Goal of the exercise: Render the material below as a JSON list of strings, one string per line, skipping any blank lines. Leave the pictures out.

--- Start Given records ---

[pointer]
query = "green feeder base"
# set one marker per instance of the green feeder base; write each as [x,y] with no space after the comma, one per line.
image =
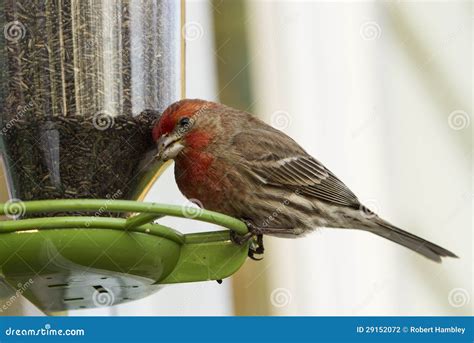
[64,263]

--- End Given records ---

Correct response:
[
  "[pointer]",
  "query = \"green feeder base\"",
  "# set one marker per instance of the green feeder base; write each as [x,y] with no space after the comma, one per line.",
  "image =",
  "[64,263]"
]